— START Document segment —

There are many reasons why this is happening, but in thinking about the Philadelphia History Museum, it is worth pointing out that Philadelphia’s population is less than 50% white. As we have discussed previously on this blog, museums are not neutral spaces. Museum audiences tend to skew heavily white and affluent and often potential local visitors are alienated from spaces that don’t strive to create content of and with the surrounding community. There are museums that have bucked this demographic trend. The High Museum of Art in Atlanta, GA has tripled its non-white visitors in recent years, to the point that the museum’s visitors are starting to resemble the city’s racial makeup. They have done this with a mixture of initiatives that included highlighting artists of color within their collection, reaching out to local potential visitors in multiple languages, diversifying docents, and reassessing ticket prices. Other museums have also looked into their collections to find ways to create new relevance for existing content.

Hopefully the Philadelphia History Museum’s assessment will include considerations about community outreach, public programs, and exhibition content and interpretation, as well as the price of admission (at closing time, the adult admission was $10, in a city where the median income is only $41k/year, well below the national median).

— END Document segment —

* _Stated goal A_:
Reproduce the records starting at their first line and ending at the line with "point(17, 371)", replacing "gift box" with "present" and leaving everything else unchanged.

— START Material to process —

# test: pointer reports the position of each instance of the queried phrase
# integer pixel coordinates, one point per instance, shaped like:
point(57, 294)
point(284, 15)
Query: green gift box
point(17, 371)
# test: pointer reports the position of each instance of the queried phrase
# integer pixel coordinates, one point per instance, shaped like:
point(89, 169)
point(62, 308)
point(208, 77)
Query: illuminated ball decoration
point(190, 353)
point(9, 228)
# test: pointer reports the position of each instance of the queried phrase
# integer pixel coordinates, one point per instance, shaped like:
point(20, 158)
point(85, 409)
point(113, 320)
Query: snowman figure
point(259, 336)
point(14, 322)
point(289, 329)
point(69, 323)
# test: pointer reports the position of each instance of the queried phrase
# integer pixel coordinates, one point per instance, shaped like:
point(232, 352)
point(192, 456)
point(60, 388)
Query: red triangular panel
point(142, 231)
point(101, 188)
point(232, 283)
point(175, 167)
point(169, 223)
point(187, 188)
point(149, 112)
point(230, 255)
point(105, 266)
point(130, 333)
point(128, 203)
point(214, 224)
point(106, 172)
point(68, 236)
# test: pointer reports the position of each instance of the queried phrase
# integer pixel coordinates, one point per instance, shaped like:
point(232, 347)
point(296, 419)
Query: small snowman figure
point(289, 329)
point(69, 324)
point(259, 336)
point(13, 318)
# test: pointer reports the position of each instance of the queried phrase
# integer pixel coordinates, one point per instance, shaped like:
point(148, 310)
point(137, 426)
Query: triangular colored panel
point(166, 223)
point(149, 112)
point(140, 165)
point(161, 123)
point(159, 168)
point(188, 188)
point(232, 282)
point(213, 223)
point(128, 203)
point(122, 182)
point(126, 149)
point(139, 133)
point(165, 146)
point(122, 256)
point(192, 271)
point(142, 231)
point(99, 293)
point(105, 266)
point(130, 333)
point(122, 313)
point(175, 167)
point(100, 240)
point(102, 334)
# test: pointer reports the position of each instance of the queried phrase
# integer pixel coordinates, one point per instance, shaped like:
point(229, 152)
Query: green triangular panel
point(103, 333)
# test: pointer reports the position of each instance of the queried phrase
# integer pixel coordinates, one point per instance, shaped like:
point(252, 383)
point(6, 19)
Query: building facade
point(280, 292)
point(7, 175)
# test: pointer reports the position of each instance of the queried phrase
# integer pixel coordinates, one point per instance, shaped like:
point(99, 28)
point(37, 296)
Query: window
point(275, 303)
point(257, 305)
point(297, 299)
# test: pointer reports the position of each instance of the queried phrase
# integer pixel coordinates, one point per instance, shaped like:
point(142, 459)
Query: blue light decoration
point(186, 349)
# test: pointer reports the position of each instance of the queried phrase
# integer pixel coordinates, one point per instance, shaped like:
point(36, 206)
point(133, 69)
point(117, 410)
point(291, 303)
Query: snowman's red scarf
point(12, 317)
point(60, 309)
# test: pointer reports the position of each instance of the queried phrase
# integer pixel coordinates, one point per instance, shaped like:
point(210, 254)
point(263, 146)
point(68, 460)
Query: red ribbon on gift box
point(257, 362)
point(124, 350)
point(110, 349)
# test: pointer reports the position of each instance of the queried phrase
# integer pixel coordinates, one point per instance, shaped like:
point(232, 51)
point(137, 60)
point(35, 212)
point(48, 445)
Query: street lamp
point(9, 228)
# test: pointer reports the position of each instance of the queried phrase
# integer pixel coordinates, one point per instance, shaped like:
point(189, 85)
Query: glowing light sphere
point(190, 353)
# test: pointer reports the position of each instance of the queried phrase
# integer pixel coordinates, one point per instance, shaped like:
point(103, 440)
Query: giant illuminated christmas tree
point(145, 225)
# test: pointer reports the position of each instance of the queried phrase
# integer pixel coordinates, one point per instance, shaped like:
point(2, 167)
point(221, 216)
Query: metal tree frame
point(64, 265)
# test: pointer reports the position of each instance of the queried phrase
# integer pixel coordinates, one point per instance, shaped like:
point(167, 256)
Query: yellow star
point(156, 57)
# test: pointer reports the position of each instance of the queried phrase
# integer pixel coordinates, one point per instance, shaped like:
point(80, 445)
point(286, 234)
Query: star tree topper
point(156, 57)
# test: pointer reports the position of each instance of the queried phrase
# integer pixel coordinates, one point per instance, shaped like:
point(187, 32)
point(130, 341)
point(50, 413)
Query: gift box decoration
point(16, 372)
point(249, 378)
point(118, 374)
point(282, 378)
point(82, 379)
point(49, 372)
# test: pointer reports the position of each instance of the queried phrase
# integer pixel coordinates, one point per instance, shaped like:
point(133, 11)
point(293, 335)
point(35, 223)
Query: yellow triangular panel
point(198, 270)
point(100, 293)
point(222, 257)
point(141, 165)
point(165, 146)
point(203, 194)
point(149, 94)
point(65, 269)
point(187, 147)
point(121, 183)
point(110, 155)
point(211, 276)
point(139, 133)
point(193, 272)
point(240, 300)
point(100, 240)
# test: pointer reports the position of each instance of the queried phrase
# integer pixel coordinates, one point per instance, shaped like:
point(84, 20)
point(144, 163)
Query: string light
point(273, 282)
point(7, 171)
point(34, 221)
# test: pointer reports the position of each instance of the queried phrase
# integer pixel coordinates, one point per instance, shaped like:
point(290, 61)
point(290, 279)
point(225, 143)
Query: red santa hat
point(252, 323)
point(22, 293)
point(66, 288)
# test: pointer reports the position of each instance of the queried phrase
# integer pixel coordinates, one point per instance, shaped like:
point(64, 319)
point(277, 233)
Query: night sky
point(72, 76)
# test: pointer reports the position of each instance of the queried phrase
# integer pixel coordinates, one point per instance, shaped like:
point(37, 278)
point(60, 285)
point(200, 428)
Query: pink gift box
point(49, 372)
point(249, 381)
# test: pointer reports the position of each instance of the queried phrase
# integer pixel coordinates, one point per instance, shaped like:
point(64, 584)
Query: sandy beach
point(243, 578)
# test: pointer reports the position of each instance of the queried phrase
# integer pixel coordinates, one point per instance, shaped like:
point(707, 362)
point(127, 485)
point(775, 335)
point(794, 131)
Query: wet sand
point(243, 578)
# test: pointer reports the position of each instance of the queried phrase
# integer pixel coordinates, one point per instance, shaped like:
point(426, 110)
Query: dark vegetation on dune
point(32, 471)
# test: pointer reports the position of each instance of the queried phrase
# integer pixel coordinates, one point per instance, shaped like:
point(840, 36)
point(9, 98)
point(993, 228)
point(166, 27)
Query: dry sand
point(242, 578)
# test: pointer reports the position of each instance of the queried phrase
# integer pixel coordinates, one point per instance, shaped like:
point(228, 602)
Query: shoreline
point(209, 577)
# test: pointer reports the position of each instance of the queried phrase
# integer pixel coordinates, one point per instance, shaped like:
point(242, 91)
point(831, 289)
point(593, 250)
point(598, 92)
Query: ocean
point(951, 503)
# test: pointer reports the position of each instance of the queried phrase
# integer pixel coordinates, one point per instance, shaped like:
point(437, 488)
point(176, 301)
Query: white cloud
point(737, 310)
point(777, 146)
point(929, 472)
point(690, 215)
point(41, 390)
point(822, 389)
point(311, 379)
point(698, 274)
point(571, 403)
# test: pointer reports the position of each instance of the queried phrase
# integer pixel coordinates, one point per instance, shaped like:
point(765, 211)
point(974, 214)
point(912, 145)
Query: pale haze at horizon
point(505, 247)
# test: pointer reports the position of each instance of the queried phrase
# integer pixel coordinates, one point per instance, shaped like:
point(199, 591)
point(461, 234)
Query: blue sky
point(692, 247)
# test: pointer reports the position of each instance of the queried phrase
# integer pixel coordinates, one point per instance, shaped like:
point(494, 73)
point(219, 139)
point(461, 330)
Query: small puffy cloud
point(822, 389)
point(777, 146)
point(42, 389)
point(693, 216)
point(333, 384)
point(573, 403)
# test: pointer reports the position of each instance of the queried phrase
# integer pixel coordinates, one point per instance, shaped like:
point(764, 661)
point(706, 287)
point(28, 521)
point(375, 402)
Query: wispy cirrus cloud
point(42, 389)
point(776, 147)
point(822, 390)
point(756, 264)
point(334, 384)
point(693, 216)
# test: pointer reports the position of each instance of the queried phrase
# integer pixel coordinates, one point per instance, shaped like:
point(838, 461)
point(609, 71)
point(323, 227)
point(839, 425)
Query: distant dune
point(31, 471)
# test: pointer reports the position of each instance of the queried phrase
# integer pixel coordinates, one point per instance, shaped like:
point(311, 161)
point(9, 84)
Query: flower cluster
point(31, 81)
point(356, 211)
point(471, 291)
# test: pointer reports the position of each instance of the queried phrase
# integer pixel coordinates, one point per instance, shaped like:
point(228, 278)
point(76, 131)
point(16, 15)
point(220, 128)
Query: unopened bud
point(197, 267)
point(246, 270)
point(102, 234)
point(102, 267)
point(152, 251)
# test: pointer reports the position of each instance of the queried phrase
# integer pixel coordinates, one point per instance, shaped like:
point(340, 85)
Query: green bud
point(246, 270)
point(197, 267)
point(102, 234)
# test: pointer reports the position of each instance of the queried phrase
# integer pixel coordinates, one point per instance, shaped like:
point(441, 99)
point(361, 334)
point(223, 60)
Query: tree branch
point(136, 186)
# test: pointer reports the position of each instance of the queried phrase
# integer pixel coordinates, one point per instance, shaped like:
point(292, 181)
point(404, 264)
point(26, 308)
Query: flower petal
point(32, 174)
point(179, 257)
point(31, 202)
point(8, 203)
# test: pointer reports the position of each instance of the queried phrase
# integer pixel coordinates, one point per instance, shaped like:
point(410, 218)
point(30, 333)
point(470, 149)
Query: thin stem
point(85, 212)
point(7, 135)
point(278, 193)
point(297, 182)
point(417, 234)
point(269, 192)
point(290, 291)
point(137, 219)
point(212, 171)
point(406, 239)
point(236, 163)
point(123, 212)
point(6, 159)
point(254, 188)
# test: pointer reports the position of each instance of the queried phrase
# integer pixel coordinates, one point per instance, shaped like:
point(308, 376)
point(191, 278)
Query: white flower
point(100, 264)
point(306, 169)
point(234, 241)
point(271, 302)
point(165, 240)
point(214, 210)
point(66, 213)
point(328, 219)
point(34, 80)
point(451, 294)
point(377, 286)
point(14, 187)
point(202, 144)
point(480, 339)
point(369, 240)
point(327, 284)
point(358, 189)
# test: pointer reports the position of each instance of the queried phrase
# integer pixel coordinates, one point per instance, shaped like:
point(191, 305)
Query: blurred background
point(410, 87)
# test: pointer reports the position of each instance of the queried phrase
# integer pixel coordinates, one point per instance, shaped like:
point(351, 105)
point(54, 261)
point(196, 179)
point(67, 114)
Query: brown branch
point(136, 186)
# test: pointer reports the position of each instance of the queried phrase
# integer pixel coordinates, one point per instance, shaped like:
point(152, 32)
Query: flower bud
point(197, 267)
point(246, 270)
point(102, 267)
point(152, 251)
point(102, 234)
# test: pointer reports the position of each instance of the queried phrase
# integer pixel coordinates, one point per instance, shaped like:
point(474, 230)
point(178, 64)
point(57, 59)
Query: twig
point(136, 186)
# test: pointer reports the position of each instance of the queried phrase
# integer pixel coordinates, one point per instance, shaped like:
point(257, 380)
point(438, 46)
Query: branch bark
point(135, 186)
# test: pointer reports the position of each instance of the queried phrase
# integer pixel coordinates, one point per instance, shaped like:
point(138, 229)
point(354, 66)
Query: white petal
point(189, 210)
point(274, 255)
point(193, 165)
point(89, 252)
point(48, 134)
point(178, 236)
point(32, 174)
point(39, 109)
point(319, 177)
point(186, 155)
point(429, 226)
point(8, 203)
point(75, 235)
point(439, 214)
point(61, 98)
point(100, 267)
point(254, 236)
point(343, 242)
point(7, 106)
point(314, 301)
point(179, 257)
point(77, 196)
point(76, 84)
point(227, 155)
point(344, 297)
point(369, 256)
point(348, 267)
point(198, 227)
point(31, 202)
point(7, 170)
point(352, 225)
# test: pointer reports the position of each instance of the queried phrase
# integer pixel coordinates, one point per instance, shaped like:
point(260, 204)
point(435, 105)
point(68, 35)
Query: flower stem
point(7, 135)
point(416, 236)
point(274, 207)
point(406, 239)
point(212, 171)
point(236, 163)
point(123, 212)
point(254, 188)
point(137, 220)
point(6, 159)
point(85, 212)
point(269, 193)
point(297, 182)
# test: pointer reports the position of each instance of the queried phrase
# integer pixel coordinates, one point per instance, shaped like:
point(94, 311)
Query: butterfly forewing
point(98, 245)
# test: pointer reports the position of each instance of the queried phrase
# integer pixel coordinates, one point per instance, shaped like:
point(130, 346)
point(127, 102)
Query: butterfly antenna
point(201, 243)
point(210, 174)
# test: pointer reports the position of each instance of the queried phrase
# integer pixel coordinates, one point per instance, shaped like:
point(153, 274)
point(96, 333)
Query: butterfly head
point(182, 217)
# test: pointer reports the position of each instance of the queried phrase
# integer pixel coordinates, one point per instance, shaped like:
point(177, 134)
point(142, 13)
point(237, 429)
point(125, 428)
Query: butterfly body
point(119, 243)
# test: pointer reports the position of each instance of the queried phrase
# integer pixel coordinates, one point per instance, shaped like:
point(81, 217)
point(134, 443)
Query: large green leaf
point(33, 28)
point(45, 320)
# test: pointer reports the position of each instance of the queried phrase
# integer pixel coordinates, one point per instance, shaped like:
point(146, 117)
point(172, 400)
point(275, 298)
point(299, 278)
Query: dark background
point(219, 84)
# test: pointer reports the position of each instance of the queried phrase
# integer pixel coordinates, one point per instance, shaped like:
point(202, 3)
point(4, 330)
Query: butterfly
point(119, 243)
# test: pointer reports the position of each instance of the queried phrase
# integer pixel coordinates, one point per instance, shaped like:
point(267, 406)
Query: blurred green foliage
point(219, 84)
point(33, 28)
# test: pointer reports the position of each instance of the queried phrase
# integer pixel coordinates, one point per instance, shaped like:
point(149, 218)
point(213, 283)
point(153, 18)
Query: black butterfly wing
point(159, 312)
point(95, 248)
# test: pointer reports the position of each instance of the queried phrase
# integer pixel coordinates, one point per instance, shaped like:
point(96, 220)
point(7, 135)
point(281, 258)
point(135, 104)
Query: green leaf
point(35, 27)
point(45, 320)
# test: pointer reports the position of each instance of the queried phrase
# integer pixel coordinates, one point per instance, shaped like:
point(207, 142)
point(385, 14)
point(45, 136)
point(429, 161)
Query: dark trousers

— END Material to process —

* _Stated goal B_:
Please copy the passage of the museum audiences text starting at "Hopefully the Philadelphia" and ending at "the national median).".

* _Task response A_:
# test: pointer reports the position of each instance of the queried phrase
# integer pixel coordinates, one point per instance, shaped like:
point(57, 294)
point(284, 15)
Query: green present
point(17, 371)

* _Task response B_:
Hopefully the Philadelphia History Museum’s assessment will include considerations about community outreach, public programs, and exhibition content and interpretation, as well as the price of admission (at closing time, the adult admission was $10, in a city where the median income is only $41k/year, well below the national median).